Goal -> Continue the history of Newell's football club below, picking up after its final sentence.

*** Supplied text ***

Liga Rosarina (1905–1930)

On 30 March 1905, the Liga Rosarina de Football (Rosarian Football League) was established, following a proposal by Newell's president Heitz, who invited representatives of Rosario Athletic, Rosario Central and Atlético Argentino for that purpose. The main objective was to organise a championship, so a trophy was donated by the intendant of Rosario, Santiago Pinasco. The trophy was later named in his honour. Newell's was the winner of the first edition, having won eight games and finishing unbeaten. The team also scored 39 goals, conceding just 4.

Previously, the historic first Rosarino derby had been held. Newell's won 1–0 with a goal scored by Faustino González. The next year Newell's won its second championship.

In 1907, the Liga Rosarina established a second division. The Copa Santiago Pinasco tournament moved to that division and "Copa Nicasio Vila" (named in honour of then mayor of Rosario) was created to be played by the first division teams. Newell's won the first edition of this trophy, which they won a total 9 times between 1907 and 1930.

The Copa de Honor Municipalidad de Buenos Aires allowed teams from Buenos Aires and Rosario to take part in the competition. Newell's won the 1911 edition defeating Porteño 3–2 at the final. Other trophy were teams of both cities played together was the Copa Dr. Carlos Ibarguren, won by Newell's in 1921, defeating Huracán by 3–0.

The arrival to Primera División

In 1939, Newell's asked the Argentine Football Association to play in the Primera División championship. The AFA accepted the request, so Newell's played its first tournament in 1939, along with Rosario Central which was also added to the competition. Despite playing in the national tournaments, Newell's continued participating in the regional leagues of Rosario, but with youth amateur players. Newell's debuted in the AFA tournaments on 19 March 1939, defeating San Lorenzo by 2–1. The line-up was: Heredia; Gilli, Soneyro; Sisniega, Perucca, Reynoso; Belén, Fabrini, Gómez, Franco, Sánchez.

*** Information shown ***

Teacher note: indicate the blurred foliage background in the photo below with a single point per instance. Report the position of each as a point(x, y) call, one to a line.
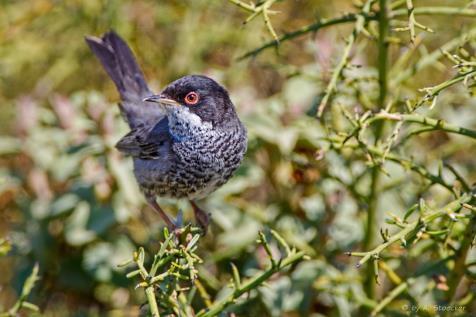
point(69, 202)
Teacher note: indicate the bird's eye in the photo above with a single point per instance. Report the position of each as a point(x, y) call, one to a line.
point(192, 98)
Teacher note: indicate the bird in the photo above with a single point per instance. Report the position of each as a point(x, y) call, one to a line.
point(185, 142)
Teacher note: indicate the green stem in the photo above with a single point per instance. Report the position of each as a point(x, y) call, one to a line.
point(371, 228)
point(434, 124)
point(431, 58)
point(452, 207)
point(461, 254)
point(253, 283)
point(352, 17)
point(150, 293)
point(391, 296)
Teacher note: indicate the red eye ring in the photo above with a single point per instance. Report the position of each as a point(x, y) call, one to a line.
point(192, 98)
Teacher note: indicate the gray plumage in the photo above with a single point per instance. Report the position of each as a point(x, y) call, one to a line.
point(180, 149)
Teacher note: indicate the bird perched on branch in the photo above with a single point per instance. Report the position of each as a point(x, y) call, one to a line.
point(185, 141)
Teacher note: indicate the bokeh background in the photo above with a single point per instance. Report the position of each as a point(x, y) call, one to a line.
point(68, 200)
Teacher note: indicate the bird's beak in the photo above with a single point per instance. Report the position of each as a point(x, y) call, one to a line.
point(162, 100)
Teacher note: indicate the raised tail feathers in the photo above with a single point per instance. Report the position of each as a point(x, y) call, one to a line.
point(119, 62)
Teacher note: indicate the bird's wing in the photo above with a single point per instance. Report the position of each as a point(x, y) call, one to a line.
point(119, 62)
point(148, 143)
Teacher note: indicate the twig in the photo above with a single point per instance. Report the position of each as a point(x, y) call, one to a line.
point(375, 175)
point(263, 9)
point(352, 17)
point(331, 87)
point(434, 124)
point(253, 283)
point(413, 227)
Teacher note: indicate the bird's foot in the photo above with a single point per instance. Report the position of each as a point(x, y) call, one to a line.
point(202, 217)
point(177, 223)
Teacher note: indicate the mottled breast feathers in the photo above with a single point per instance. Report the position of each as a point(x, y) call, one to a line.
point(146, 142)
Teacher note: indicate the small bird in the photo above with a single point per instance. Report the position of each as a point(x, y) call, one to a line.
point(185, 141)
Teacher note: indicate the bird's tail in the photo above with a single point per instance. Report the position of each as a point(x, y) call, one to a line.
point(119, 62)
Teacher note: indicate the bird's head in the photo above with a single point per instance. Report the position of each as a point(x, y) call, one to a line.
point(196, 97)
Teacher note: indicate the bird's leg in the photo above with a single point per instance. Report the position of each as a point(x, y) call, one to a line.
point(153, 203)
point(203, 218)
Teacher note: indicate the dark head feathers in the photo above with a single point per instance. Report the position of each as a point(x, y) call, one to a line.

***

Response ->
National titles

Newell's Old Boys have won the Primera División championship six times (1974 Metropolitano, 1987–88, 1990–91, 1992 Clausura, Apertura 2004 and 2013 Final) and were the runners-up of the Copa Libertadores de América twice (1988 and 1992). The 1990–91 championship was contested between the 1990 Apertura (Newell's) and 1991 Clausura (Boca Juniors) champions, which Newell's won in home-and-away matches. Even though the 1990 Apertura was not considered official by itself, it is considered by Newell's supporters to be their "seventh" championship.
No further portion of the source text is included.